▶ **TASK INSTRUCTIONS**
Write out the whole listing again, exactly.

▶ **RECORDS TO USE**
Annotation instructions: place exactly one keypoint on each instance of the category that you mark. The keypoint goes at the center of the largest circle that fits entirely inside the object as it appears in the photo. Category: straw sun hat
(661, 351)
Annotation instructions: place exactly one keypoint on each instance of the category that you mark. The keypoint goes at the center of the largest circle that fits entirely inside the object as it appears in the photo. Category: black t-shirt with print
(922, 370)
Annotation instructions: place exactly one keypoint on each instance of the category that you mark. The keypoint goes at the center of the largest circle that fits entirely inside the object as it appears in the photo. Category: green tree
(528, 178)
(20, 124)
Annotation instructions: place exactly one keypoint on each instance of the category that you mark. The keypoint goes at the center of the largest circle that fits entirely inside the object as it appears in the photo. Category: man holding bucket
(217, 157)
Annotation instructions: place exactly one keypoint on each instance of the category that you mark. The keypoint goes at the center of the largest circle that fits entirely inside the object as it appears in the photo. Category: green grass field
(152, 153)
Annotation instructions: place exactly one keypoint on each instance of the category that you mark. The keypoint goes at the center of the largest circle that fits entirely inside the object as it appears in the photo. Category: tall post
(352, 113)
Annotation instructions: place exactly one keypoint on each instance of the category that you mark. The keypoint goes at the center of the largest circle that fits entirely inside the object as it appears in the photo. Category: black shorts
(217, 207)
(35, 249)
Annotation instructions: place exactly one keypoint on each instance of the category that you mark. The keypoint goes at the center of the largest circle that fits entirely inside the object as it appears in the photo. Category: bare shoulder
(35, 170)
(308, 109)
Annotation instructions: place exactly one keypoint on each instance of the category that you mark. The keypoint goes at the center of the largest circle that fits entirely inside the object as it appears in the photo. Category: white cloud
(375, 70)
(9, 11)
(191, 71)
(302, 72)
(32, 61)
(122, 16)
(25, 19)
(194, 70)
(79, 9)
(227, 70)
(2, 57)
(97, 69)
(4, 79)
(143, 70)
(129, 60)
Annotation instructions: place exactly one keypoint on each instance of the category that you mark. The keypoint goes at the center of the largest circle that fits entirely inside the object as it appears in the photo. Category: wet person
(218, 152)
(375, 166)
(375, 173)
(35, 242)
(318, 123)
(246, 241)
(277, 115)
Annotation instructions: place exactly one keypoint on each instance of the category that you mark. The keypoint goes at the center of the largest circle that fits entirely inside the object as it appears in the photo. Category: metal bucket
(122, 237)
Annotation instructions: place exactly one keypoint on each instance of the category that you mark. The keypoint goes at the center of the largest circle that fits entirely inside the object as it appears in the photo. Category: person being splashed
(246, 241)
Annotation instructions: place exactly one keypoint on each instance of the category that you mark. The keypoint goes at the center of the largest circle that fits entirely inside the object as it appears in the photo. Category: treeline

▶ **RESULT OF THIS TASK**
Annotation instructions: place exactly one keypoint on each instance of the category that you mark. The keypoint goes at the center of the largest circle that fits entirely inside the object as it appears in the photo. Category: straw sun hat
(661, 351)
Annotation instructions: place exactly one keypoint on each instance of the category that you mark. The keypoint goes at the center of the largest circle that fits entirely inside the object as it appears in the photo. Category: black t-shirt with print
(922, 370)
Annotation instructions: place exactly one keypoint on each instance of the category that you mark. The keypoint goes at the center of the largest circle that fits entirely inside the object as it appears in the photo. Category: green tree
(528, 178)
(20, 124)
Annotation instructions: place exactly one keypoint on each instance of the category that you mark. The keypoint goes at the center of the largest circle that fits entirely inside the object as it appears in the photo. Category: man holding bucket
(217, 157)
Annotation instructions: place exactly one keypoint on each instance of the category that you mark. The keypoint goes at the center of the largest circle that fits entirely inside the object as it appears in the photo. Category: green grass field
(152, 153)
Annotation instructions: place exactly one keypoint on each instance of the category that you mark. The keypoint goes at the center of the largest circle that fits entirely inside the object as it appears in the photo. Category: tall post
(352, 113)
Annotation instructions: place exactly one keypoint on each instance of the category that you mark. The keypoint goes at the center of the largest circle that fits entirely inside the object as it appears in the photo. Category: black shorts
(217, 207)
(35, 249)
Annotation instructions: place exactly one keypoint on each instance of the category that you mark. The keypoint goes at the center of the largest circle that fits entirely inside the object as it appears in the photo. Category: bare shoulder
(35, 170)
(308, 109)
Annotation instructions: place exactly one keypoint on each instance of the category that you mark. The keypoint goes at the center of the largest circle that fits entirely inside the object as it appears in the photo. Category: white cloud
(375, 70)
(9, 11)
(191, 71)
(302, 72)
(32, 61)
(122, 16)
(25, 19)
(194, 70)
(79, 9)
(227, 70)
(2, 57)
(97, 69)
(4, 79)
(143, 70)
(129, 60)
Annotation instructions: place exactly one keypoint on each instance of the category that you mark. The keypoint goes at the center of the largest circle that fits entirely inside the object as it appears in the photo. Category: wet person
(218, 152)
(375, 166)
(375, 173)
(35, 242)
(318, 123)
(246, 241)
(277, 115)
Annotation instructions: place exactly one keypoint on each instance of the category that you mark. The keypoint goes at the center of the largest circle that fits entirely inside the object as it appears in the photo. Category: metal bucket
(122, 237)
Annotation instructions: place exactly one keypoint on each instance of the category that you mark. The keypoint goes at the center of the largest circle that fits entirely inside the object as it appears in the photo. Category: person being splashed
(246, 241)
Annotation instructions: place exactly one keypoint on each instance of the category that you mark. The keypoint goes at the center of the largest circle that fits entirely inside the object as it appears in the photo. Category: treeline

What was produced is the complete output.